#### Selected text:
++++++++++

American film director

Farhad Mann (فرهاد من) is an American director, screenwriter of film, television and commercials, and owner of the production company FMPI.

Mann has directed episodes for television series such as Beauty & the Beast, The Listener, Murdoch Mysteries, and Aaron Stone, as well as many television films. Notable feature films he has directed include Lawnmower Man 2: Beyond Cyberspace (which he also wrote) for New Line Cinema, and Fighting for Freedom. The pilot episode of Max Headroom ("Blipverts") that he directed for ABC won several Emmys. The next pilot he directed, Nick Knight, was developed by CBS into the long-running Forever Knight.

Mann directed the TV movie adaption of Dean Koontz's novel, The Face of Fear. He most recently directed the TV movies A Mother's Crime, The Past Never Dies, and A Killer In My Home.

Mann is also the creator and owner of the Los Angeles–based commercial production company FMPI, a producer of campaigns for domestic and international clients.

==Early life and education==
Mann earned his Masters Film Degree with Distinction at the ArtCenter College of Design in Pasadena. His student film "Frames", a short black comedy about an obsessed filmmaker and his girlfriend, won an Emmy and 17 international First Place awards, including at the New York Film Festival. Director Lee Strasberg saw Frames on Showtime and invited Mann to study in his Masters Program where he directed several theatrical productions.

==Personal life==
Mann lives in Los Angeles, California. He enjoys all aspects of the arts including: film, theatre, music, and visual arts.

==Company==
FMPI is a company that produces commercials, television, feature films and integrated media.

==Filmography==
Film

| Year | Title | Director | Writer | Producer |
|---|---|---|---|---|
| 1995 | Return to Two Moon Junction | Yes | No | No |
| 1996 | Lawnmower Man 2: Beyond Cyberspace | Yes | Yes | No |
| 2013 | Fighting for Freedom | Yes | No | Yes |

Short film
- Don't Panic It's Organic (2013)

TV movies
- Nick Knight (1989)
- The Face of Fear (1990)
- Stranger in My Home (1997)
- His and Her Christmas (2005)
- In Her Mother's Footsteps (2006)
- Devil's Diary (2007)
- The Lost Treasure of the Grand Canyon (2008)
- The Toyman Killer (2013)
- Til Death Do Us Part (2014)
- Fatal Memories (2015)
- The Game of Love (2016)
- Hopeless, Romantic (2016)
- Twist of Fate (2016)
- Can't Buy My Love (2017)
- Daughter for Sale (2017)
- A Mother's Crime (2017)
- The Past Never Dies (2019)
- A Killer In My Home (2020)
- Mixed Baggage (2022)

++++++++++

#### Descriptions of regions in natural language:
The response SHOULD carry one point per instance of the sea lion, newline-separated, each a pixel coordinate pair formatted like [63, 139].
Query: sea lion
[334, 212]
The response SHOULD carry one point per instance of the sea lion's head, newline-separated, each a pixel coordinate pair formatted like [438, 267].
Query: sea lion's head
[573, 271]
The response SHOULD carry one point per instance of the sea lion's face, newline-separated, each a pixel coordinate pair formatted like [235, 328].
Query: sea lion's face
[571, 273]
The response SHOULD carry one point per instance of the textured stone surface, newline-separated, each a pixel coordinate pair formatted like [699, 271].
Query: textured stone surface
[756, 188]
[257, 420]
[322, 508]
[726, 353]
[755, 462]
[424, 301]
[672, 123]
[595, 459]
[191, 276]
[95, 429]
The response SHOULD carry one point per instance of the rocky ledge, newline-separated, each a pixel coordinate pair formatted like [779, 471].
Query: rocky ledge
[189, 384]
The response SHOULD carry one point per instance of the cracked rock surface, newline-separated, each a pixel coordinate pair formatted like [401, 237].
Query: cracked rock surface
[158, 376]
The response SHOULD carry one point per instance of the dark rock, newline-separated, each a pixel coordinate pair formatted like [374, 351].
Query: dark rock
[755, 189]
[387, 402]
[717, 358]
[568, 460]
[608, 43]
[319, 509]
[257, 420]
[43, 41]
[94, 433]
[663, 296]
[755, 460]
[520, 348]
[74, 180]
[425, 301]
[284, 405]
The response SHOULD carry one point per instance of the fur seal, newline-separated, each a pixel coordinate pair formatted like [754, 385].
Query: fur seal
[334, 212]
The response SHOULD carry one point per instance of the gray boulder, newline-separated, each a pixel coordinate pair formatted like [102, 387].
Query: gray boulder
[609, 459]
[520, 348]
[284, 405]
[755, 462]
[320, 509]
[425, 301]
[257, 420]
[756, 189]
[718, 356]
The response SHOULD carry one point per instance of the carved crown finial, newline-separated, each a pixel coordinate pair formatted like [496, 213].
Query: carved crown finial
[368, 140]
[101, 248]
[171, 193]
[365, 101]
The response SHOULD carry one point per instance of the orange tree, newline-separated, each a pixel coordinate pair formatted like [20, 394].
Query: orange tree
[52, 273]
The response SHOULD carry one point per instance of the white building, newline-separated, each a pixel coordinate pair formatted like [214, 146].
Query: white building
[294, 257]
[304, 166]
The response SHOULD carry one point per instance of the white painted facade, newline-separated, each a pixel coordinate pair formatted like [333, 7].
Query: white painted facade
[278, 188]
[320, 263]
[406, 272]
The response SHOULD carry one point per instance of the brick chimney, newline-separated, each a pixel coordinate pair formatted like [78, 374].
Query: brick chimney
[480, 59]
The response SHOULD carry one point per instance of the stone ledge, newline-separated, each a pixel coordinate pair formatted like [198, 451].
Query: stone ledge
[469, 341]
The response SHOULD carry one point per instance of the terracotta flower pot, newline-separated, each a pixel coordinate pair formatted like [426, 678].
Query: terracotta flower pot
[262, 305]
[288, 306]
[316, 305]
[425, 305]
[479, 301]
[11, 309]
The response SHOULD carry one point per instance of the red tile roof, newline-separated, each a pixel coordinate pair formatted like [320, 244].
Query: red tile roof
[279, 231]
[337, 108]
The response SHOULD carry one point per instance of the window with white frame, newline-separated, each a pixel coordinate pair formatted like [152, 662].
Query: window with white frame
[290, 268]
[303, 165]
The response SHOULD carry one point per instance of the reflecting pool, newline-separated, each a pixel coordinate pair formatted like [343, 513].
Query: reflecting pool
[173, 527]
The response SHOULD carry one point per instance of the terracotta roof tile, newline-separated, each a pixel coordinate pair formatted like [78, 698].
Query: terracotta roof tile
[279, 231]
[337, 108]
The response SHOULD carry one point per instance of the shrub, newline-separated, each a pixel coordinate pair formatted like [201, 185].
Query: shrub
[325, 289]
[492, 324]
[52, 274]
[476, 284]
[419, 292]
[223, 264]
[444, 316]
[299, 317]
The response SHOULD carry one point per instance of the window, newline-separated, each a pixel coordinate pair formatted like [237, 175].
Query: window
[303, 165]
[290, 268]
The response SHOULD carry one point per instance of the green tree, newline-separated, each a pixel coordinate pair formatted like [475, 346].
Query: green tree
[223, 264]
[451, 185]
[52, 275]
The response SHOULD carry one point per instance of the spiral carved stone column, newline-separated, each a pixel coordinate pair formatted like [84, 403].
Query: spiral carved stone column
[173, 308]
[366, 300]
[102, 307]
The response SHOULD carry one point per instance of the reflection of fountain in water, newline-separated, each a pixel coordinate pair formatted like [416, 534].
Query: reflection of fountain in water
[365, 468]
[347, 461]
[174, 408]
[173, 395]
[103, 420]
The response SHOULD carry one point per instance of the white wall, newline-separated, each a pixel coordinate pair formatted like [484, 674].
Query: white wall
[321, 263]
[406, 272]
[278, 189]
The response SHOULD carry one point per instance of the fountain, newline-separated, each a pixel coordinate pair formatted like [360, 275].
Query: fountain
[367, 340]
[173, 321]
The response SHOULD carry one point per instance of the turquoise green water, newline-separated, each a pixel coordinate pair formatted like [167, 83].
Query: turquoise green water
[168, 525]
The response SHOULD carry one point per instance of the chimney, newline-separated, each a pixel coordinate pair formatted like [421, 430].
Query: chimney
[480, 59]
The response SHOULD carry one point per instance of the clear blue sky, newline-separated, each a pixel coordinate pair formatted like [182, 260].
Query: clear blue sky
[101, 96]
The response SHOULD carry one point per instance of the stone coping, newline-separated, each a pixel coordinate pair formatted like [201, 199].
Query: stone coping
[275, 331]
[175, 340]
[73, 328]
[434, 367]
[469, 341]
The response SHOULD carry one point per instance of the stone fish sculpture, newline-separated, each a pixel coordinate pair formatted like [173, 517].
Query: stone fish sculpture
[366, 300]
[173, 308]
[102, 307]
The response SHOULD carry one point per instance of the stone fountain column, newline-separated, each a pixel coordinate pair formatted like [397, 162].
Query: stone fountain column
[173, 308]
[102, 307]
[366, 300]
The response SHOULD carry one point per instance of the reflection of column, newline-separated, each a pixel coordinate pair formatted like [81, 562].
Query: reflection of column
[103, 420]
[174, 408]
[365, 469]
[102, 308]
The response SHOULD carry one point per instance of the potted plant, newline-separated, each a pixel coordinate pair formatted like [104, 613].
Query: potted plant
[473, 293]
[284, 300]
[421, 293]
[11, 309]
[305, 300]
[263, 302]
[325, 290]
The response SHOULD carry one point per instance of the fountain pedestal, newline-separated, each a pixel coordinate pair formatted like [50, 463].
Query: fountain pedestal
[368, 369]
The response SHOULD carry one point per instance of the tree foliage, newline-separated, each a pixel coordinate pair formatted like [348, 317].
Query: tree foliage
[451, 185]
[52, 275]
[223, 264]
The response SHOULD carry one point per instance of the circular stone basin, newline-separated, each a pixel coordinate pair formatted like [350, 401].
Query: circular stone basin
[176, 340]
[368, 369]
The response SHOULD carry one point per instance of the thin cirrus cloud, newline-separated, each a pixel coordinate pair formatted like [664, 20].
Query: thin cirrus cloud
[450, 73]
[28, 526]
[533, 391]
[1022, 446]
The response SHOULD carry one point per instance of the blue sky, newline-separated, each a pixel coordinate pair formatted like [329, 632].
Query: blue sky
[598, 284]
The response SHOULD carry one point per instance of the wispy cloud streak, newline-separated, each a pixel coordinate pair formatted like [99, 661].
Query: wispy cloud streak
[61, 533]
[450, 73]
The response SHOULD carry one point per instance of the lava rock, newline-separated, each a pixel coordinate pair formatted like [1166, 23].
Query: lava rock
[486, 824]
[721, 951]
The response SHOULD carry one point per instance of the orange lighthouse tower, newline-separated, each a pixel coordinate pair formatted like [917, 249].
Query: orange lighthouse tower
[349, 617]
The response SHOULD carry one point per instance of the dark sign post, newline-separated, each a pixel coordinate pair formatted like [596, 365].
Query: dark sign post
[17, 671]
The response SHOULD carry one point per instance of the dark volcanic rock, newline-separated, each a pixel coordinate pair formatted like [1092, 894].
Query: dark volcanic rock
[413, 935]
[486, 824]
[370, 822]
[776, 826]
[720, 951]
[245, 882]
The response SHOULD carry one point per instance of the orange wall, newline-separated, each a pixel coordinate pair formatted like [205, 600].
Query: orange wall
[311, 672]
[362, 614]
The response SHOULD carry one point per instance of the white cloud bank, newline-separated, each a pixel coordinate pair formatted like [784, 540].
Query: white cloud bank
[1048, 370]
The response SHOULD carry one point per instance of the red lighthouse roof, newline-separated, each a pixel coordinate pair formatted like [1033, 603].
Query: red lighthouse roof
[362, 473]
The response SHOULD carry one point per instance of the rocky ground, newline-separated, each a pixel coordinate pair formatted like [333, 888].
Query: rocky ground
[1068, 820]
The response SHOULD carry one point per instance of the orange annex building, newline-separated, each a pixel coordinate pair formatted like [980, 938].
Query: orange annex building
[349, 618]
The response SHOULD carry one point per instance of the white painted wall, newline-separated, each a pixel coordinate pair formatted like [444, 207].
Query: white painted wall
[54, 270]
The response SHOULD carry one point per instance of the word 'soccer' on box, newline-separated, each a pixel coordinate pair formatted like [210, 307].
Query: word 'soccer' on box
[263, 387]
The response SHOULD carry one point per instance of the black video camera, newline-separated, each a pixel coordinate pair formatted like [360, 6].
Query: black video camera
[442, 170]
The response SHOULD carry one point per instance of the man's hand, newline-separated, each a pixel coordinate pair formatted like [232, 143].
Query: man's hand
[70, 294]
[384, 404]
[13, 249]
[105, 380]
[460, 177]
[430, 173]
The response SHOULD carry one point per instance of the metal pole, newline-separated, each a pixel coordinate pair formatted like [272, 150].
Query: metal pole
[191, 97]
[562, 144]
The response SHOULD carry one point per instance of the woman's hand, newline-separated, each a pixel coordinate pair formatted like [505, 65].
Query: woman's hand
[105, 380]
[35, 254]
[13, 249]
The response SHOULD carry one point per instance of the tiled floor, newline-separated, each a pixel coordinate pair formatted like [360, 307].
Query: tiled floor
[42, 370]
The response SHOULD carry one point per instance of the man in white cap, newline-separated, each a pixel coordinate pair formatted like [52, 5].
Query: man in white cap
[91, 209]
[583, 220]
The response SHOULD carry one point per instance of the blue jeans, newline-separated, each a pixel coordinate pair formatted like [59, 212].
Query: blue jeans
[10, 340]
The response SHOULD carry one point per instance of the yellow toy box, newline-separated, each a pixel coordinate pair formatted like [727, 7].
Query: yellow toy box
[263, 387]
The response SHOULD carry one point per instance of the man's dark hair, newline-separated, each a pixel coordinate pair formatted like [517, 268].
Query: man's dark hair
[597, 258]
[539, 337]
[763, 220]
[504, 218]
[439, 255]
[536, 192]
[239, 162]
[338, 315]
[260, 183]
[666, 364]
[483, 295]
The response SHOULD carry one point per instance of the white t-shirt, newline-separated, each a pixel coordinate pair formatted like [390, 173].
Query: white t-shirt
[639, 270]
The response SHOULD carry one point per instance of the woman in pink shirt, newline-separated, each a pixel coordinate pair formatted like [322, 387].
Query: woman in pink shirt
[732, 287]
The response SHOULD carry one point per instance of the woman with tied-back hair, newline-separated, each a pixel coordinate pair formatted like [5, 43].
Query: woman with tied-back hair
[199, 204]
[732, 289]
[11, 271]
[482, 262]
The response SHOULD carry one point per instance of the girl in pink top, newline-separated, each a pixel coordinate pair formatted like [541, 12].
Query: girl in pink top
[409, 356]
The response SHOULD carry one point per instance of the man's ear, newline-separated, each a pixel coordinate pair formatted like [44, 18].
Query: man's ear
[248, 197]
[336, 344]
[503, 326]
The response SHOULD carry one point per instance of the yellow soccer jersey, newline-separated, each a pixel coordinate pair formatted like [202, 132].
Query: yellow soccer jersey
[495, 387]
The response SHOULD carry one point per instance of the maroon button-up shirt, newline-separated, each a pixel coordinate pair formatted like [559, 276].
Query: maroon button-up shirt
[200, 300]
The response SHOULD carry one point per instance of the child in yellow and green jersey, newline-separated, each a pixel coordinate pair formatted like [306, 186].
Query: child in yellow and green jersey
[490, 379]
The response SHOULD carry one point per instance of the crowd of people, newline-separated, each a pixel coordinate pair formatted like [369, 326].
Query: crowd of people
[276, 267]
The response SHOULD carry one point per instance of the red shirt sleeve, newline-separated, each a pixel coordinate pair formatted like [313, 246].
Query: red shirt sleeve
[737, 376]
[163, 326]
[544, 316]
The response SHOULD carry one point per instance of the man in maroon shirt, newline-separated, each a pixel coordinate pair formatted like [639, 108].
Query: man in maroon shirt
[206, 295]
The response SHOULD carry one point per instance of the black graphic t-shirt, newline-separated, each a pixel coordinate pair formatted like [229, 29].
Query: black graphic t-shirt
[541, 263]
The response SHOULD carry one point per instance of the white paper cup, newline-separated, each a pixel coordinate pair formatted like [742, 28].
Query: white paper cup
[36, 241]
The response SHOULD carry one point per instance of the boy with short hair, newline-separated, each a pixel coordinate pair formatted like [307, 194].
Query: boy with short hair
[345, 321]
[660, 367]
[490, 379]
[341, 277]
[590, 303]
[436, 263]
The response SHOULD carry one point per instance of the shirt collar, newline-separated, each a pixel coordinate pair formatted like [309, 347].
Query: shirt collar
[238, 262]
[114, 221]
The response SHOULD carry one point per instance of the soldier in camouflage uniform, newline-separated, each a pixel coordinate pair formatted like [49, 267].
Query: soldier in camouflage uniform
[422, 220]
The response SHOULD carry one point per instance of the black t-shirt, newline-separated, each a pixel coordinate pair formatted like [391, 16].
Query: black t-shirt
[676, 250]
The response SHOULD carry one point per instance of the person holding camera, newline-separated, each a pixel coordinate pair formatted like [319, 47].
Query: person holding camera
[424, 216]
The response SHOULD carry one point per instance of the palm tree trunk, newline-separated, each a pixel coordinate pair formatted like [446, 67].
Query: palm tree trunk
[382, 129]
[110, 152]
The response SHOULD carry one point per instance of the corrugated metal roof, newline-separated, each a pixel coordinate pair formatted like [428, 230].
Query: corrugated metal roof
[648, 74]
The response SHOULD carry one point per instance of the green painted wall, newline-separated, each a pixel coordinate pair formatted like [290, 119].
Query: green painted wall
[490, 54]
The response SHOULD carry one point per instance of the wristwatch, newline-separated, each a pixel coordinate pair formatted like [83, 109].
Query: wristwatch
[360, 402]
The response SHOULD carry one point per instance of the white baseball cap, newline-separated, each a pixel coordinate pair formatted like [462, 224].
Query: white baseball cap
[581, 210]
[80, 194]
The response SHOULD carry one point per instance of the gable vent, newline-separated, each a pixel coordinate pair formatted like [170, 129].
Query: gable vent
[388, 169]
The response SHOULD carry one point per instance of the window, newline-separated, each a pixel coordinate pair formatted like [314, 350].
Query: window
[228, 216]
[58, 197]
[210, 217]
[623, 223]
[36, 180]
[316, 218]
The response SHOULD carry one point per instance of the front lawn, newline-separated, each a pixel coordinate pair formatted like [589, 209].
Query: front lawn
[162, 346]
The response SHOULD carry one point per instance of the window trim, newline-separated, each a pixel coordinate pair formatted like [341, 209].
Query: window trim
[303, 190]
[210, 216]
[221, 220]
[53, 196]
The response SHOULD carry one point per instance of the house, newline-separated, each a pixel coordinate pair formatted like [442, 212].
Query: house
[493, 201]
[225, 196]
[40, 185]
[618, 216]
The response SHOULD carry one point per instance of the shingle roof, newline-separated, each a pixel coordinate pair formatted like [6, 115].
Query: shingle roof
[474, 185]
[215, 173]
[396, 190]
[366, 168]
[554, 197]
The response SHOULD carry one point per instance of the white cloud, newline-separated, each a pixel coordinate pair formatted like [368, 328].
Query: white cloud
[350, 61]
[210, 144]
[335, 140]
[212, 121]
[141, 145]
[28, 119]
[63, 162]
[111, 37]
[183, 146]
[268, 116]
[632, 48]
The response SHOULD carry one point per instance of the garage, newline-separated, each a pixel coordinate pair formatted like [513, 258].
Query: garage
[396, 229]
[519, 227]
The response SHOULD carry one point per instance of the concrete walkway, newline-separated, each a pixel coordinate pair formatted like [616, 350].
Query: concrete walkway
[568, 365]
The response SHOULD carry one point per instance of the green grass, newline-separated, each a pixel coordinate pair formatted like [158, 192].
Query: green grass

++++++++++

Answer these from the Farhad Mann biography:
(a) At which school did Mann earn his Masters Film Degree?
(b) Which network developed the pilot Nick Knight into Forever Knight?
(c) In what year is Fighting for Freedom listed in the film table?

#### Output for this exercise:
(a) The ArtCenter College of Design in Pasadena
(b) CBS
(c) 2013